REQUIREMENTS | Copy the rows below word for word, from the first line down to and including the line with "[369,72,380,109]".

[start of EXERCISE DATA]

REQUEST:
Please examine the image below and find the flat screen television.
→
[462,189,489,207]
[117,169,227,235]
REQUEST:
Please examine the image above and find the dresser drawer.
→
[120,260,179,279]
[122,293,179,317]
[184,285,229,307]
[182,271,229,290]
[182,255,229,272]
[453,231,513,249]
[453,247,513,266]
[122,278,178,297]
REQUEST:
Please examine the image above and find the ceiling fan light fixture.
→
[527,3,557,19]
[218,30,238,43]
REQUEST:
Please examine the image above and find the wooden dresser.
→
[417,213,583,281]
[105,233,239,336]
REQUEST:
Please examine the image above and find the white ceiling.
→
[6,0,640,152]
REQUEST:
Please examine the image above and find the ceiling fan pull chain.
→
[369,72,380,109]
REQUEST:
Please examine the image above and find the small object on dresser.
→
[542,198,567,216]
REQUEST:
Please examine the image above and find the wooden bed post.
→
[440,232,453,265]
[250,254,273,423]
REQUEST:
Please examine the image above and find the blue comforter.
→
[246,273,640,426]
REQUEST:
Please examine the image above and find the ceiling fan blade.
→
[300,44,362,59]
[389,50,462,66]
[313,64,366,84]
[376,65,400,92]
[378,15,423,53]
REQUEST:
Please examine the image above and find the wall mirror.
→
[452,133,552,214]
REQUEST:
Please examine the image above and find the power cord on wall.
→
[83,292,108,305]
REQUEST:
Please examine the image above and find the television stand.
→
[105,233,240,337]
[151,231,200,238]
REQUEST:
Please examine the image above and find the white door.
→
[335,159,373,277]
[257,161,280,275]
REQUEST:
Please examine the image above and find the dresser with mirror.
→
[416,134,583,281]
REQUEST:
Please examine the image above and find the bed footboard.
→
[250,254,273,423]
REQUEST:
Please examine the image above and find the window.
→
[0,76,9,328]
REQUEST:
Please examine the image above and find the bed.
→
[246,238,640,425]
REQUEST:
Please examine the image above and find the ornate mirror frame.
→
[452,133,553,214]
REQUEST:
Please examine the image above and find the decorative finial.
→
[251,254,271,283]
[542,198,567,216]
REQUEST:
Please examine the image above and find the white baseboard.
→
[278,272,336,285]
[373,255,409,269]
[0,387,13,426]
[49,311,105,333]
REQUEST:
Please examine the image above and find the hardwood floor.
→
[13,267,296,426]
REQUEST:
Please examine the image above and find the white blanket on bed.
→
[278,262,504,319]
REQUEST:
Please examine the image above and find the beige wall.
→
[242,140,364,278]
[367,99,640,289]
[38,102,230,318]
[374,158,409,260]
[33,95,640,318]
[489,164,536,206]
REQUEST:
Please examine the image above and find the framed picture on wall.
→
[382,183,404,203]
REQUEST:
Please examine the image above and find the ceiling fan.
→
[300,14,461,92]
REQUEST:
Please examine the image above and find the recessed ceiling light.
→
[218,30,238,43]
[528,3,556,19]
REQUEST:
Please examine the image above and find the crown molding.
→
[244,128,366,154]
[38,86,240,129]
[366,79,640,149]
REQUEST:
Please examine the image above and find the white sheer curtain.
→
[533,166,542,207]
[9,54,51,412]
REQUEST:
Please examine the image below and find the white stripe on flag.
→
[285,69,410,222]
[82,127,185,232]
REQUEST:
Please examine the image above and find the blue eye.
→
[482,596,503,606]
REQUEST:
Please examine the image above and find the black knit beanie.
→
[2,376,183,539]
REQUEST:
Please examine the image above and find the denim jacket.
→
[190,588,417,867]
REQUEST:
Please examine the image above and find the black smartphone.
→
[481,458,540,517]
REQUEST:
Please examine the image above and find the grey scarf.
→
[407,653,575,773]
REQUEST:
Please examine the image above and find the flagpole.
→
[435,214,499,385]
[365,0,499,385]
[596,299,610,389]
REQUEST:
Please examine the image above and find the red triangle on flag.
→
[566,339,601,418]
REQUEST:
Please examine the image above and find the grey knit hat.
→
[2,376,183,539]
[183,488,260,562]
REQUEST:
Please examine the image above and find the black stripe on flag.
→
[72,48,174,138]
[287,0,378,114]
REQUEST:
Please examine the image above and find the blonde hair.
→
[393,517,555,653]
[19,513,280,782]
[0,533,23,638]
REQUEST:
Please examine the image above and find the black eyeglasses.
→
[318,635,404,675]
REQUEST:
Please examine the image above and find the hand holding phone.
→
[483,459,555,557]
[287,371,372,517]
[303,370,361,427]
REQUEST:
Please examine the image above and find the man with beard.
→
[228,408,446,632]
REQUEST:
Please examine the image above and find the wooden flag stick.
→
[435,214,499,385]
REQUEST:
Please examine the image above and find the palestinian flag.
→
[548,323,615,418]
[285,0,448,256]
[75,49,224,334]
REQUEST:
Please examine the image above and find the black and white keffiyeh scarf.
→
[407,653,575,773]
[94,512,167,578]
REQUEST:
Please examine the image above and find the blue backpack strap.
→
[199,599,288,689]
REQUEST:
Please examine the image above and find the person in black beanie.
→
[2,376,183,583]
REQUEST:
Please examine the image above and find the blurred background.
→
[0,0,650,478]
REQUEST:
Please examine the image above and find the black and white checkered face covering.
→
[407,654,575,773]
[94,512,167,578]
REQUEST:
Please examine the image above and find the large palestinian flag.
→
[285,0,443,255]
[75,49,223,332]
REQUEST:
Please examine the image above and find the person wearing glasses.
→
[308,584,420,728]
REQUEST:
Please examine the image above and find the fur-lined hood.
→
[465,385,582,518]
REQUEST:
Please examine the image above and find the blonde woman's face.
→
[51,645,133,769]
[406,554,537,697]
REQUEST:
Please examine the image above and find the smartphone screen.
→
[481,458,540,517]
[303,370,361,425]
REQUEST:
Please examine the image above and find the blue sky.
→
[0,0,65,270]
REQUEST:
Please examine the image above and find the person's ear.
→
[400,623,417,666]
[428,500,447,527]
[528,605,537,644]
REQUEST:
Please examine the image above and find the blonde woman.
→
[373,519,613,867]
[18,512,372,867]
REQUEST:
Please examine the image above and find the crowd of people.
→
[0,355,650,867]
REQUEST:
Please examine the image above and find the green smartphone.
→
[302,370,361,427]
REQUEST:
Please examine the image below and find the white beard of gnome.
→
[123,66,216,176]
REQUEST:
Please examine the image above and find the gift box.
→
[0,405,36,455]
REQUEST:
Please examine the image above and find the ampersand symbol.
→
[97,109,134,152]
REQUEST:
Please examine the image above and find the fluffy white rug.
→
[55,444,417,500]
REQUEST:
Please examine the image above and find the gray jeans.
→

[end of EXERCISE DATA]

RESULT FOR THIS TASK |
REQUEST:
Please examine the image below and find the flat screen television.
→
[462,189,489,207]
[117,169,227,235]
REQUEST:
Please examine the image above and find the dresser drawer.
→
[120,260,179,279]
[122,293,179,317]
[184,285,229,307]
[182,271,229,290]
[182,255,229,272]
[453,231,513,249]
[453,247,513,266]
[122,278,178,297]
REQUEST:
Please examine the image above and find the ceiling fan light fixture.
→
[527,3,557,19]
[218,30,238,43]
REQUEST:
Please examine the image above and find the wooden dresser.
→
[417,213,583,281]
[105,233,239,336]
REQUEST:
Please examine the image above and find the white ceiling.
→
[6,0,640,152]
REQUEST:
Please examine the image above and find the ceiling fan pull chain.
→
[369,72,380,109]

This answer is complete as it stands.